Records from a dataset:
-- START --

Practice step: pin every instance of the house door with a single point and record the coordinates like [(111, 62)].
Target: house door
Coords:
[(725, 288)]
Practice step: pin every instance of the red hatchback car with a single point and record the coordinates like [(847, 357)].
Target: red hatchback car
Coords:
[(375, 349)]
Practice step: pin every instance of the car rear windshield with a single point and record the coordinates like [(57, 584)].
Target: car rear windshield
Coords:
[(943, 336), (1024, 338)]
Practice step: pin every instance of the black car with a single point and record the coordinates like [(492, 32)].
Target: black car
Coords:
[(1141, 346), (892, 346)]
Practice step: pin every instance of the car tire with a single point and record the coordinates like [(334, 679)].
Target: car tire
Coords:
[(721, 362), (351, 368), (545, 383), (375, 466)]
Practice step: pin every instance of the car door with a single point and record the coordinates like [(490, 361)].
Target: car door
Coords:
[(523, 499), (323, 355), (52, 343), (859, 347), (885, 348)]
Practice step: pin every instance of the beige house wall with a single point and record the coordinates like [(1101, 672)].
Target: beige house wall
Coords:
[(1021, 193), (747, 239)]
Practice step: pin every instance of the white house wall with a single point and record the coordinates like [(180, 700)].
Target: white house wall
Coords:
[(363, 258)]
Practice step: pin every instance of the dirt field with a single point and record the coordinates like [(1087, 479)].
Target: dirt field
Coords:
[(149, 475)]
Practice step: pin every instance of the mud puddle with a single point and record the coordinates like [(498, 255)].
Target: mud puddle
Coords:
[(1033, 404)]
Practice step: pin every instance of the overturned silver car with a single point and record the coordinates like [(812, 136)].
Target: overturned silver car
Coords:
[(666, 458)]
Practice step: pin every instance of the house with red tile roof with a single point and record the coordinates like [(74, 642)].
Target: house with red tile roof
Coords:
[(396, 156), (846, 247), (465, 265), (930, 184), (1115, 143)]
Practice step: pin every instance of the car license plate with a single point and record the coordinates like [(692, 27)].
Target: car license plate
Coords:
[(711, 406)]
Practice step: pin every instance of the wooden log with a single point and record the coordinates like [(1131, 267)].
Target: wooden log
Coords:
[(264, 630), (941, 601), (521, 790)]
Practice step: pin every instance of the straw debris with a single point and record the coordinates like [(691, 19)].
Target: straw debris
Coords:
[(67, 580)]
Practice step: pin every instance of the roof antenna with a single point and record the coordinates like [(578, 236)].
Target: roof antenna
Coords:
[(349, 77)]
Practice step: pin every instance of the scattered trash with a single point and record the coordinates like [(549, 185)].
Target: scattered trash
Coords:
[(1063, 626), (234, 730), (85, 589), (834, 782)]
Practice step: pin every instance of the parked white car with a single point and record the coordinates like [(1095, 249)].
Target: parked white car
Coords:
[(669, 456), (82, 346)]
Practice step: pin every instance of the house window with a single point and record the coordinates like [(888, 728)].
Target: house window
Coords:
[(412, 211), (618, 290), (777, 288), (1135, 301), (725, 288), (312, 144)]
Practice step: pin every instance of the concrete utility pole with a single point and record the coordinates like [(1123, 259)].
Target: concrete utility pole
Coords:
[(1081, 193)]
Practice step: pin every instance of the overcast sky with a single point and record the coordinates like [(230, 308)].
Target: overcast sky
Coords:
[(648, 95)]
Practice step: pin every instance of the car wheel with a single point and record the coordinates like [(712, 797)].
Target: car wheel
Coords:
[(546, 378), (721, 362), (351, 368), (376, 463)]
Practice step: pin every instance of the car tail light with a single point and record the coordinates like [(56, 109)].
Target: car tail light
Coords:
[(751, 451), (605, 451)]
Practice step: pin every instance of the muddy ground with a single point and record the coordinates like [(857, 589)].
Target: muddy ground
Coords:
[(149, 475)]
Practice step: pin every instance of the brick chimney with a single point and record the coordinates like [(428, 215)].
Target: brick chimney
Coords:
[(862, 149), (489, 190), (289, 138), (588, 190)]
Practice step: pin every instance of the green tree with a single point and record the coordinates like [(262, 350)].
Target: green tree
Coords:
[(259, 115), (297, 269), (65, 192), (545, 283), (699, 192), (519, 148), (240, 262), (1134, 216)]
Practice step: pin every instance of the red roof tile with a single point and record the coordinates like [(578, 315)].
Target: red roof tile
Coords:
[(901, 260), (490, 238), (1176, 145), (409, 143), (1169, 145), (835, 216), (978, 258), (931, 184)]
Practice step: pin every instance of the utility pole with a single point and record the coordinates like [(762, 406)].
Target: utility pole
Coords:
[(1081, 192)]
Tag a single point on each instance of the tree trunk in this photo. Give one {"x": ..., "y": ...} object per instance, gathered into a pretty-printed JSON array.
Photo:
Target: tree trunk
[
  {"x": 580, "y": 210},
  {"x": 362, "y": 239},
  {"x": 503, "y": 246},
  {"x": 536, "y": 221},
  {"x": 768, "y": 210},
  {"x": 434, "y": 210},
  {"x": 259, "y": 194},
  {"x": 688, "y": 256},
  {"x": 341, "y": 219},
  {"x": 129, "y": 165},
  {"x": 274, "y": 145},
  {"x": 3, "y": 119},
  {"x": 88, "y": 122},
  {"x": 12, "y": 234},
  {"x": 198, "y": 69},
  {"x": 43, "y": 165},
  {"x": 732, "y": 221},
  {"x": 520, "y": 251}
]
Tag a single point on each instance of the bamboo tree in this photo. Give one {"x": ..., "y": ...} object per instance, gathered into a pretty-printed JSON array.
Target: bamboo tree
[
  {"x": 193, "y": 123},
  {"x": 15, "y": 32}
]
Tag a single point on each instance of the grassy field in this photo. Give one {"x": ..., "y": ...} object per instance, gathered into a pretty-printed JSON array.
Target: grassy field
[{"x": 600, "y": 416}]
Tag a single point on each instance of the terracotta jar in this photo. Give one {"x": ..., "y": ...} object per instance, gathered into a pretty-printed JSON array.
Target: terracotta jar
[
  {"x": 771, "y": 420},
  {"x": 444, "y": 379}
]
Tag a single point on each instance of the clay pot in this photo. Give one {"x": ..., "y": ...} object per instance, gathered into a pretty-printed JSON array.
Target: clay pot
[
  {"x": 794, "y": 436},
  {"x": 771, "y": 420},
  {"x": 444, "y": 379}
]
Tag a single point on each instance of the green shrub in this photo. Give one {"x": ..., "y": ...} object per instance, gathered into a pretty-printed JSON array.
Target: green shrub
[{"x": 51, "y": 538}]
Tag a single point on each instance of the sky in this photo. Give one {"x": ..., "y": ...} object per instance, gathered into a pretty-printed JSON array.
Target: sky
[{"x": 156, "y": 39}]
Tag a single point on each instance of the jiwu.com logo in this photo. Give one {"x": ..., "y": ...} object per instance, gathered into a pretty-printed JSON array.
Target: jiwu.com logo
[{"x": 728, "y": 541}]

-- END --

> **What the task requires**:
Copy the entries above word for word, starting at the line that has "Practice step: pin every instance of the overturned" and ending after the line that has "[(1063, 626), (234, 730), (85, 589), (834, 782)]".

> **Response**:
Practice step: pin every instance of the overturned silver car with a single point and record the coordinates like [(812, 136)].
Target: overturned silver car
Coords:
[(666, 458)]
Practice step: pin every instance of the house with red tile roof with a single point and record the coordinates like [(74, 642)].
Target: house with red tile roof
Coords:
[(396, 156), (846, 247), (465, 265), (930, 184), (1115, 143)]
Practice step: pin every instance of the car license plate with a single point and record the coordinates like [(692, 27)].
Target: car license plate
Coords:
[(711, 406)]
Practice step: pin every instance of the wooden log with a single point and record the coordinates like [(1131, 267)].
Target: wooden log
Coords:
[(264, 630), (941, 601), (521, 790)]
Practice step: pin every instance of the straw debris with a single point and record the coordinates like [(691, 19)].
Target: straw debris
Coords:
[(67, 580)]
Practice step: pin every instance of the roof antenna with a single point and record the coordinates like [(578, 236)].
Target: roof antenna
Coords:
[(349, 77)]
Practice step: pin every instance of the scattered trash with a single point and record the coordinates like [(549, 185)].
Target: scattered trash
Coords:
[(1063, 626), (234, 730), (85, 589), (834, 782)]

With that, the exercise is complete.